→ **Instructions for the task**:
Pull out every line below that contains the word "dark", treating uppercase and lowercase as different.

_ _ _ _ _

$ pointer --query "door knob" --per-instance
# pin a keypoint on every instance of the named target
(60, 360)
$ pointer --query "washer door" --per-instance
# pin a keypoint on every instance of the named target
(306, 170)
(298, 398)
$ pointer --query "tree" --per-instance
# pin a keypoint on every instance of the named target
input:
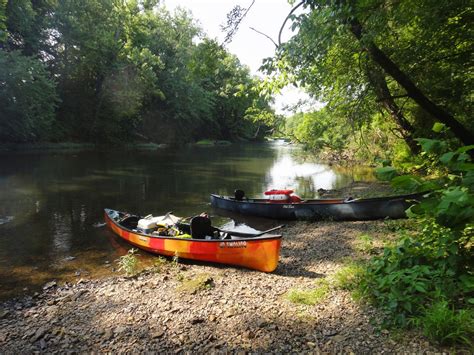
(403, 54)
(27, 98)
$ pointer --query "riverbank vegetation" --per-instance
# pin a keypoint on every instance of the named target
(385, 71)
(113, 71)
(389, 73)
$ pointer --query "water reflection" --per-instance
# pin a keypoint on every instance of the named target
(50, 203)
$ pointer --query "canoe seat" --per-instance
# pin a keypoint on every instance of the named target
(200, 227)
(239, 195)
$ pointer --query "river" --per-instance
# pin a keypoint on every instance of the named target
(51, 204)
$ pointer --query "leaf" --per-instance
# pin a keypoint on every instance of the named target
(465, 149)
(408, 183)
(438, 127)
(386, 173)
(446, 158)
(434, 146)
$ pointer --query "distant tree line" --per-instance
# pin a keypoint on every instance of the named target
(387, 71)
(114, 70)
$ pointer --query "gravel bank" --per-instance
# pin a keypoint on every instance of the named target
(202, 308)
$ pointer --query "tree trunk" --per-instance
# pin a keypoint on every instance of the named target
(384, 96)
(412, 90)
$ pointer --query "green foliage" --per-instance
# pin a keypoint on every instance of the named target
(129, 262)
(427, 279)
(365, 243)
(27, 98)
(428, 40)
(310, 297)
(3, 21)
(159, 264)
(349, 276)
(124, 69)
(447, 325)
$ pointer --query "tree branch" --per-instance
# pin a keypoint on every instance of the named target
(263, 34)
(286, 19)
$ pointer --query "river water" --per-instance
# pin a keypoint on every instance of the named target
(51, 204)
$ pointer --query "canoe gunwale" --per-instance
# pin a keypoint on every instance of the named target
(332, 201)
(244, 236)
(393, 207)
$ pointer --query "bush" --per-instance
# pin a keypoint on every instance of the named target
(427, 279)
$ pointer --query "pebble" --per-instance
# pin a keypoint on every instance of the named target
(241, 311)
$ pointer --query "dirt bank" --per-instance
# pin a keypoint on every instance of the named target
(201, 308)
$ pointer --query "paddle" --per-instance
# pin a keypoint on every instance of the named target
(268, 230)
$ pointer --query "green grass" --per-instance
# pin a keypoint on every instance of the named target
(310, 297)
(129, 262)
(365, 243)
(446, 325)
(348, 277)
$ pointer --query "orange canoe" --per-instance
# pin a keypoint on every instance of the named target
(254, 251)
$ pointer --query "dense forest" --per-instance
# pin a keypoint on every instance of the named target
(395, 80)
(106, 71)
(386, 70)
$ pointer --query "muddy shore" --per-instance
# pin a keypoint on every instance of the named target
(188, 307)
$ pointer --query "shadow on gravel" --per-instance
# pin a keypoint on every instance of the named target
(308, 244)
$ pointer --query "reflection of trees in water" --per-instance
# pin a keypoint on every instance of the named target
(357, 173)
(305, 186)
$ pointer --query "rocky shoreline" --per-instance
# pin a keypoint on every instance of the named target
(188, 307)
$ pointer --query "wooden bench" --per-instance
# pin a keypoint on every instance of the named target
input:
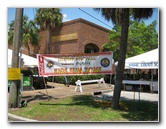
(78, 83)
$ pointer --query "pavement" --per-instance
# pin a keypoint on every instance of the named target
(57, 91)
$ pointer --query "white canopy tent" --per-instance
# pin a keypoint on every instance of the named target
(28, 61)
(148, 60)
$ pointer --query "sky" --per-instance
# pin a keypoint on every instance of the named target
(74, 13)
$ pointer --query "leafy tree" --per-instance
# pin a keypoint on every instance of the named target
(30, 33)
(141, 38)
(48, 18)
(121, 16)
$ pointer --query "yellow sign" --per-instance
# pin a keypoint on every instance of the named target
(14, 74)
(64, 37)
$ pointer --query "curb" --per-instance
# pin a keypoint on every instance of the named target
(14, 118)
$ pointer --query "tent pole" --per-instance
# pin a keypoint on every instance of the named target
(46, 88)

_ _ _ _ _

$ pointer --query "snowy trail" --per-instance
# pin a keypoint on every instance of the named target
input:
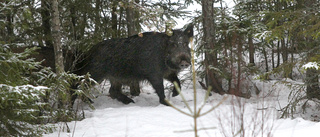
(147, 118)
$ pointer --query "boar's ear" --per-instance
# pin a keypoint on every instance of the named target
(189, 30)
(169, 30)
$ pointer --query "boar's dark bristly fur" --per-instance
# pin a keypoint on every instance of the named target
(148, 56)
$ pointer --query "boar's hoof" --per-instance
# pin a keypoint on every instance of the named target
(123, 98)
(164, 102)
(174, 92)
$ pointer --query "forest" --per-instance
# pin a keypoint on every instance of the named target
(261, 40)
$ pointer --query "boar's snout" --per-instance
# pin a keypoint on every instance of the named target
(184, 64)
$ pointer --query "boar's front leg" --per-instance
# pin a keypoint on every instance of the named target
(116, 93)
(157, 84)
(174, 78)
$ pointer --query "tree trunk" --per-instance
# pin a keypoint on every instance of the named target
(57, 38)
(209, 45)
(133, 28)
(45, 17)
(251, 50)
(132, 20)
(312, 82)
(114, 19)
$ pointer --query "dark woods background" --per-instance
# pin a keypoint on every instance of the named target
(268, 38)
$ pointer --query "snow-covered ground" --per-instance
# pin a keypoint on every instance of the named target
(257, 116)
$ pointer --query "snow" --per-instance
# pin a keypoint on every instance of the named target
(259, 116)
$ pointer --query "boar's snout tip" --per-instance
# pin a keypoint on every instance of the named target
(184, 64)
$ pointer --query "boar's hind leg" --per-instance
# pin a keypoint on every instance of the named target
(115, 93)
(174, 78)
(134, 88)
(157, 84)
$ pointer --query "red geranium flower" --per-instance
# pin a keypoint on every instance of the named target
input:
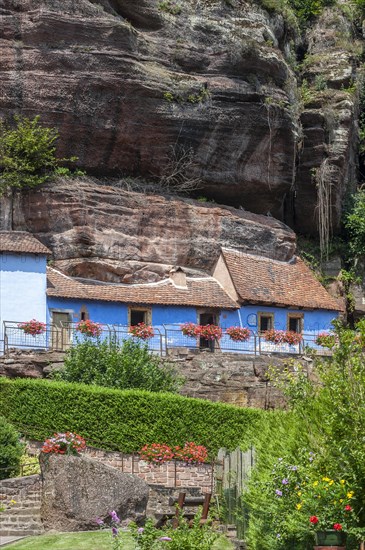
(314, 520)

_ _ _ _ _

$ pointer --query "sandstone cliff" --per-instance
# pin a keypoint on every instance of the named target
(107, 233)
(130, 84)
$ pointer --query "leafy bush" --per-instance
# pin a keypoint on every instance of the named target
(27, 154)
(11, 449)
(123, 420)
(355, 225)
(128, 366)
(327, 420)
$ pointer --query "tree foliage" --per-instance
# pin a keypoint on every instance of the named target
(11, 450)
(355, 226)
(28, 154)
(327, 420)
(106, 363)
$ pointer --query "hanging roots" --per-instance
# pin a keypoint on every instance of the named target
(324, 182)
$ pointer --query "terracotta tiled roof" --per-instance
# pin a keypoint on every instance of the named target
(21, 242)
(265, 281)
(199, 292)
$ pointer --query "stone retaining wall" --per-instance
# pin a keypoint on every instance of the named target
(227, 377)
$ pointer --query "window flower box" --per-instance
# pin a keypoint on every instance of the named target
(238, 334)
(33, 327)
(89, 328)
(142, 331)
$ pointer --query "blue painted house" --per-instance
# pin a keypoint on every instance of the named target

_ _ _ _ _

→ **Exercise answer**:
$ pointer --query "boar's dark bristly fur" --per-instance
$ pointer --query "dark woods background" --per-instance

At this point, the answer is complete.